━━━━━ Исходный текст

И слава Богу?.. Священным называют в России все неправедное: подневольный труд, подневольную службу, подневольную веру. На роль "священников" вызываются те, кто родился в служебном кафтане. В стане язычников форма равносильна власти. Я обыкновенный человек и я не хочу, чтобы в один прекрасный день кто-то явился в мой дом и сказал: "Иди и служи!" А если я не пойду? Чтобы в один прекрасный день кто-то сказал моим детям: "И вы служите!" А если я не хочу, чтобы они этого хотели? Мертвое напоминает о том, что жизнь хотела бы забыть навсегда. Святынь в мире жизни нет, как нет жизни в мире святынь: сделайте копию! заплатите за справочку! докажите невиновность! выйдите вон! Мой "священный долг" означает, что жизнь будет израсходована не для самого себя. А для кого?! При этом мне не заплатят и не извинятся. Мой "священный долг" - тупо повторять слова из гимна дикого племени людоедов, которые мне не нужны и которые придумал не я. Мой народ пользуется контрлексикой и я его одобряю. Внешняя грубость помогает мне сохранить священность самого себя. Только сам себе я могу сказать слово "долг" и только сам себе я могу приказать добровольно отдать за эту принципиальную иллюзию свою принципиальную реальность. Нравственные "долги" несовместимы с методами морального, интеллектуального и нравственного насилия.

━━━━━━━━━━
━━━━━ Данные

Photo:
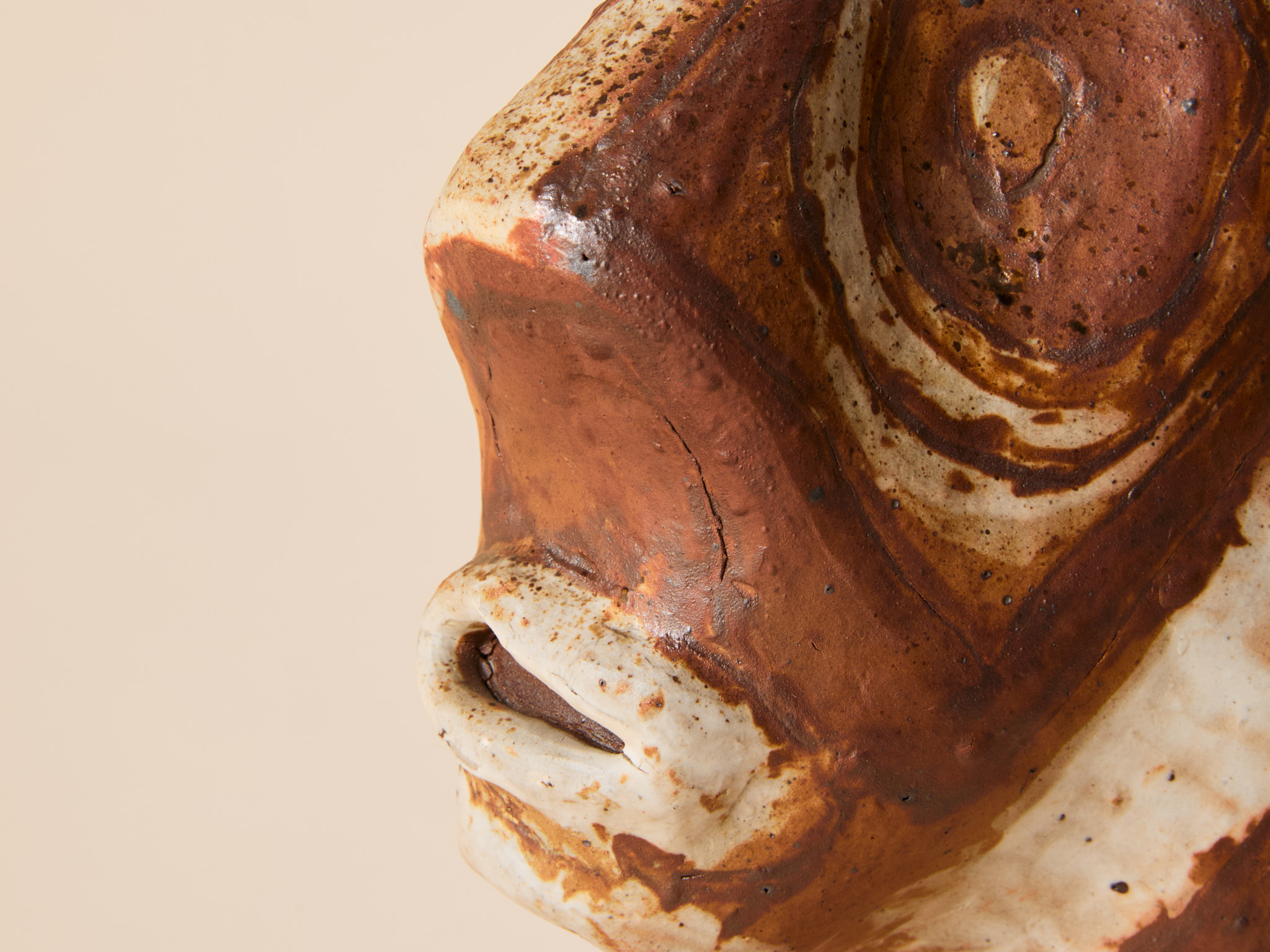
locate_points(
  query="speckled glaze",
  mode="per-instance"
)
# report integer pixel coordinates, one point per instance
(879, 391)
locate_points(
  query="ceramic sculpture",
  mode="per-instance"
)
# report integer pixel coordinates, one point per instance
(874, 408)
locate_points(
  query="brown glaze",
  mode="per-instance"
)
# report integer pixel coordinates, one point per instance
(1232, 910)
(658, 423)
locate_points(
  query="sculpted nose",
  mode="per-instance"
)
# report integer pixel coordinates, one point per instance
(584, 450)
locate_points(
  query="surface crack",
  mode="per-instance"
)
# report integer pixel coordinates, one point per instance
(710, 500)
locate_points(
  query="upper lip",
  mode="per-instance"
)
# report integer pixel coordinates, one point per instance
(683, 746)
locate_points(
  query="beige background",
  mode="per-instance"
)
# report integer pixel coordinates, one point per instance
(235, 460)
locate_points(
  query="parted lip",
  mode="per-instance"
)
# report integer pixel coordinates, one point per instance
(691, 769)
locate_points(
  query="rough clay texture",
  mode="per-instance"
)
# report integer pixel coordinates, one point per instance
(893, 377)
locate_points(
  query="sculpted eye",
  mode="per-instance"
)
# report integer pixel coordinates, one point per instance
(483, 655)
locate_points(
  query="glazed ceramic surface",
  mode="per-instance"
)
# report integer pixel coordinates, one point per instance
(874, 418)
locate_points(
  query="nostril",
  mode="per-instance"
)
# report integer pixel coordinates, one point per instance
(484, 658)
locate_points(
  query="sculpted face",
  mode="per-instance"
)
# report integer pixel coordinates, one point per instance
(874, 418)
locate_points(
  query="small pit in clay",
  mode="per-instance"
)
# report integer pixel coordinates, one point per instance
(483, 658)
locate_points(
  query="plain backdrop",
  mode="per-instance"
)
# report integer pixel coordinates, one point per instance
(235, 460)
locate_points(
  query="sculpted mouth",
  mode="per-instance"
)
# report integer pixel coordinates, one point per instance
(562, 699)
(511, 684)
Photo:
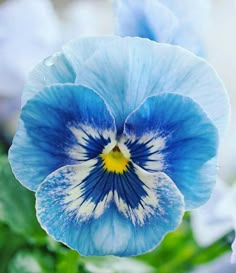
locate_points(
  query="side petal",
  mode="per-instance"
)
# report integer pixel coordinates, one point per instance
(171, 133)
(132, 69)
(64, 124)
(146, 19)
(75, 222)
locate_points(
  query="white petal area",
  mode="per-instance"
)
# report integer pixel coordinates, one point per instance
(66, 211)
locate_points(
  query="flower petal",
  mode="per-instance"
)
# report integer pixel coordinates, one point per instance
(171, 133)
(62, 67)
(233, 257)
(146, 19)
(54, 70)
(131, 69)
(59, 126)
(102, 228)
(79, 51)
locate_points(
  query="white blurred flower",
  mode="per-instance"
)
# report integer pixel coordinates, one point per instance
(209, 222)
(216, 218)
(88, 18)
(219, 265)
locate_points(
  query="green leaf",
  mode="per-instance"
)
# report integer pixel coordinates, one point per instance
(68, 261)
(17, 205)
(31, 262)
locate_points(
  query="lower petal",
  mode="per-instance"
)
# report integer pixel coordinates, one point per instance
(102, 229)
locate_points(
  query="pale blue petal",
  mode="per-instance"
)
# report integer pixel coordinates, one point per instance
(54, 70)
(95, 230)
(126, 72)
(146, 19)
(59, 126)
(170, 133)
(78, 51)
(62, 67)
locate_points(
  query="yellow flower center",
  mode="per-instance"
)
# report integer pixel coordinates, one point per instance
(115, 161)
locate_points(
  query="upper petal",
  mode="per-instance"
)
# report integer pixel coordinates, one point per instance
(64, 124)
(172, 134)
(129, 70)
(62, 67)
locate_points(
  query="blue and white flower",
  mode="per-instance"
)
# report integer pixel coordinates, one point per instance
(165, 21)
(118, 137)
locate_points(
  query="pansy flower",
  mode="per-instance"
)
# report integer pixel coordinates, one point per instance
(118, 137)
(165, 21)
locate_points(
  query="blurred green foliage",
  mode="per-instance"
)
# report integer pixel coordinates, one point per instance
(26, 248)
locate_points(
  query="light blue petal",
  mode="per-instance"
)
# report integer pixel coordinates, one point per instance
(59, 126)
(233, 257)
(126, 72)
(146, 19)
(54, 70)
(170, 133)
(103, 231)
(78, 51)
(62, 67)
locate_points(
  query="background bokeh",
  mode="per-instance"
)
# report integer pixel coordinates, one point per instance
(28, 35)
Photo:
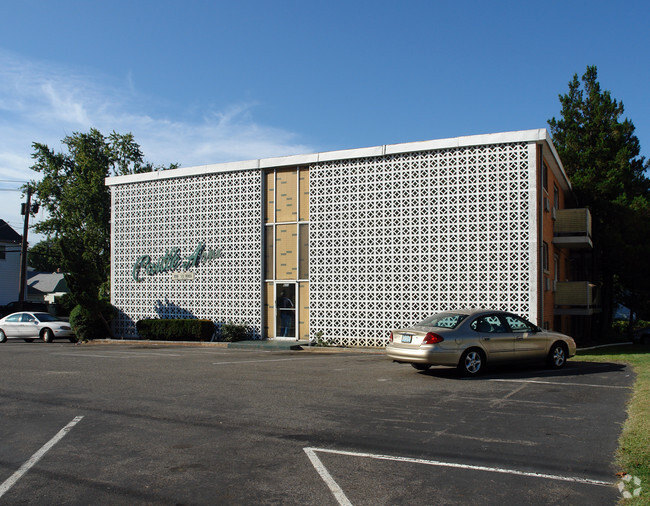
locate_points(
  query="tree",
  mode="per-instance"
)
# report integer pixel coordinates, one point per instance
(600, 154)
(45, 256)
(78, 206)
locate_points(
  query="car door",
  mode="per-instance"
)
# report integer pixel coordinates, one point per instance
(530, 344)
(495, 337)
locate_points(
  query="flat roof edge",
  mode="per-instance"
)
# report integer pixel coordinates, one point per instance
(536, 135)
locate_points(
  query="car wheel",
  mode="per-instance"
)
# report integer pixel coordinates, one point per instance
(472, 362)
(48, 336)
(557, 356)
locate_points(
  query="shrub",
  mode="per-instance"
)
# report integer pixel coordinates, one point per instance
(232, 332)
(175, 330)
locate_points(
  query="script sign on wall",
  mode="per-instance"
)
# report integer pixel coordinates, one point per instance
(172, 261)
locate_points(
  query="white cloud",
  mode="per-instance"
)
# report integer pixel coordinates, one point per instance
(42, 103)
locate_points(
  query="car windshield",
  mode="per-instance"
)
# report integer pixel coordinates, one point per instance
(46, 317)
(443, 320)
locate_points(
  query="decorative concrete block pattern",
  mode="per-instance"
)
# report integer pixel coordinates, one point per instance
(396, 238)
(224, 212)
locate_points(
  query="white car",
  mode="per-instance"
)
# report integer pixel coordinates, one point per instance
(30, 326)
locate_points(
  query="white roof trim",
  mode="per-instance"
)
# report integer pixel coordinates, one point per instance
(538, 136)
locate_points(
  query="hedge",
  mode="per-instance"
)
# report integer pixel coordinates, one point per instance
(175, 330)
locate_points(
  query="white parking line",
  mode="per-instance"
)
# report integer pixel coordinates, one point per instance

━━━━━━━━━━

_Письменное задание A_
Ответьте по тексту о «священном долге» на вопросы:
(i) Что, согласно тексту, называют в России священным?
(ii) Кто вызывается на роль «священников»?
(iii) Чем пользуется народ, которого одобряет говорящий в тексте?
_Письменное задание B_
Перескажите короче абзац текста о «священном долге», который начинается словами «И слава Богу?..», и сохраните его основные факты.
_Письменное задание C_
Продолжите текст о «священном долге» после его последнего предложения.
Данные взяты из другого источника.

_Результат задания A_
(i) Всё неправедное: подневольный труд, подневольную службу, подневольную веру.
(ii) Те, кто родился в служебном кафтане.
(iii) Контрлексикой.

_Результат задания B_
В России священным называют всё неправедное: подневольный труд, службу и веру. «Священниками» становятся рождённые в служебном кафтане, а у язычников форма равна власти. Я не хочу, чтобы однажды кто-то приказал служить мне или моим детям. В мире жизни нет святынь. Мой «священный долг» означает, что жизнь будет израсходована не на себя, причём без оплаты и извинений. Этот долг сводится к повторению ненужных мне чужих слов из гимна дикого племени людоедов. Мой народ пользуется контрлексикой, и я его одобряю: внешняя грубость помогает сохранить собственную священность. Слово «долг» я могу сказать только себе. Нравственные «долги» несовместимы с моральным, интеллектуальным и нравственным насилием.

_Результат задания C_
Каждый человек - подобие музыкального инструмента. Увы, музыка русских судеб, не симфонична; только великое горе да властная тирания делает звучание общественной жизни согласным; иное все - шум одиночек на нарах да кухнях. Я привык бороться за себя самого и привык выигрывать или проигрывать в одиночку. Русское счастье легко умещается в шапке-невидимке. Обыкновенной шапке. Обыкновенной невидимке. В которой я копаю свою огородную грядку, в которой я бегу для здоровья свои пять километров, в которой я спешу на работу. Я обыкновенный человек; "священное" прошлое меня пугает так же сильно, как и "светлое будущее", а "священники" из настоящего заставляют меня мыслить печально. Они называют "священным" то, что я понимаю как издевательство, так же, как они считают "издевательством" то, что для меня реально и важно.
Священность покушается на все сразу. Всюду есть способы и есть специалисты, которые подрезают крылья душе, как домашней курице, свободомыслящий мозг оскопляют "твердой верой", отчего мысли становятся тоже твердыми и хищными, как гвозди для гроба. В русской транскрипции духовное здоровье - это послушание. Или бунт. Я сам себе священник и хочу обыкновенного: чтобы учителями жизни были мои ошибки, а не чужие прописи. Священный "долг", о котором любят твердить обманщики и государство, - всегда с непосильными процентами: отдать его невозможно. Все будет мало!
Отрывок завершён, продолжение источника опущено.